Task requirements =>
List each line in the items below that contains the word "white", treating case as significant.

The records =>

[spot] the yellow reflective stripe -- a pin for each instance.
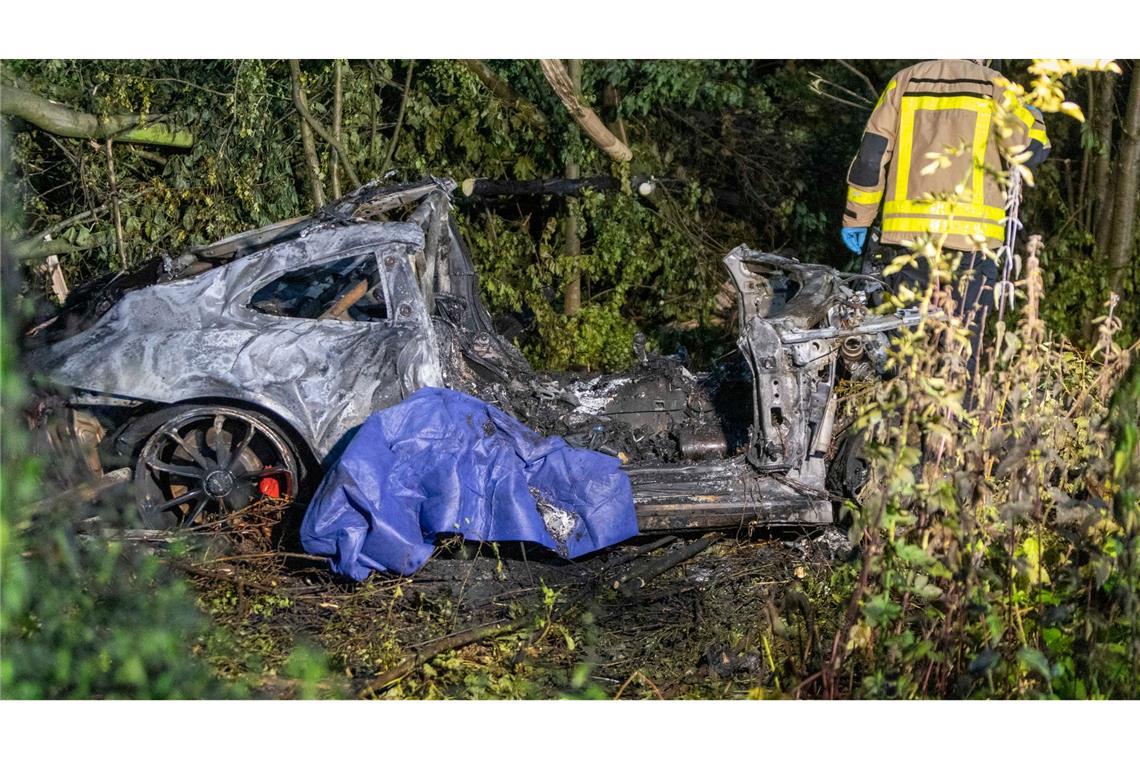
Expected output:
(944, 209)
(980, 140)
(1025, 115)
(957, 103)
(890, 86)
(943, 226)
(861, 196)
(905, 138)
---
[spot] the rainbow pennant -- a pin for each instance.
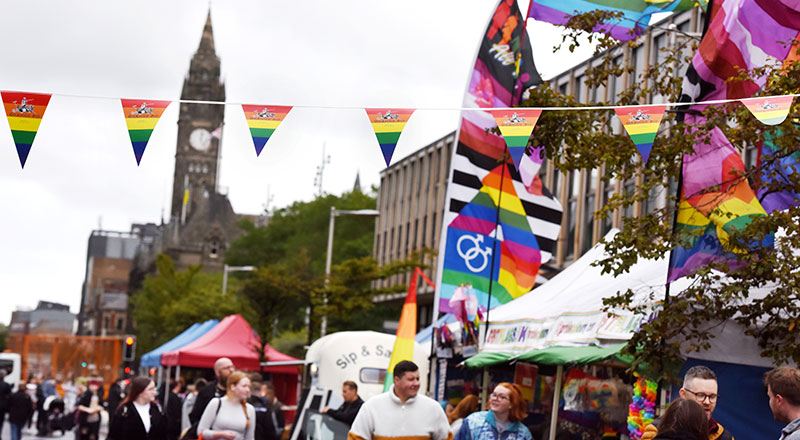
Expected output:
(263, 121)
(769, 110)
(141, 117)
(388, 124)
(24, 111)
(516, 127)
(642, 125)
* * *
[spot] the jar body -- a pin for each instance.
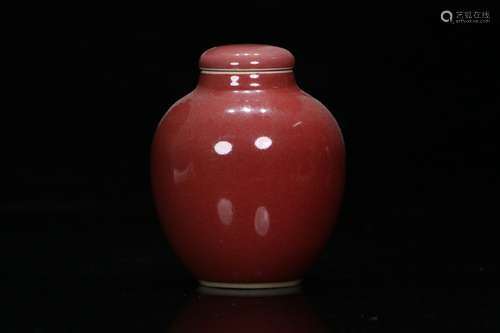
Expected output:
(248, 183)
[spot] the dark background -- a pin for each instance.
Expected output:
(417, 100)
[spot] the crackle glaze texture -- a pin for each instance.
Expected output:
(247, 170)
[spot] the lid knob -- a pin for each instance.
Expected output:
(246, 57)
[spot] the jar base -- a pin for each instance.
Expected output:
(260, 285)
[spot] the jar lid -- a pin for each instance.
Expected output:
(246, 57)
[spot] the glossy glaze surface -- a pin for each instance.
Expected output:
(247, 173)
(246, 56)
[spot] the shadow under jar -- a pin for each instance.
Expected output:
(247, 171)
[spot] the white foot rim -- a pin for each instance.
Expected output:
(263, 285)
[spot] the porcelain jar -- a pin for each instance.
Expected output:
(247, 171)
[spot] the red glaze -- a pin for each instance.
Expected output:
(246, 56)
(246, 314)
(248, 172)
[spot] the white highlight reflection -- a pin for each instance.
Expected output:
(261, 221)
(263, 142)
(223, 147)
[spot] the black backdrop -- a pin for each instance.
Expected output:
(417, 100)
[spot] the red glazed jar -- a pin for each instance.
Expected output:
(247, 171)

Full solution =>
[spot] the white foot rim -- a pin for each instance.
[spot] the white highlight reflection -- a pin for each instance.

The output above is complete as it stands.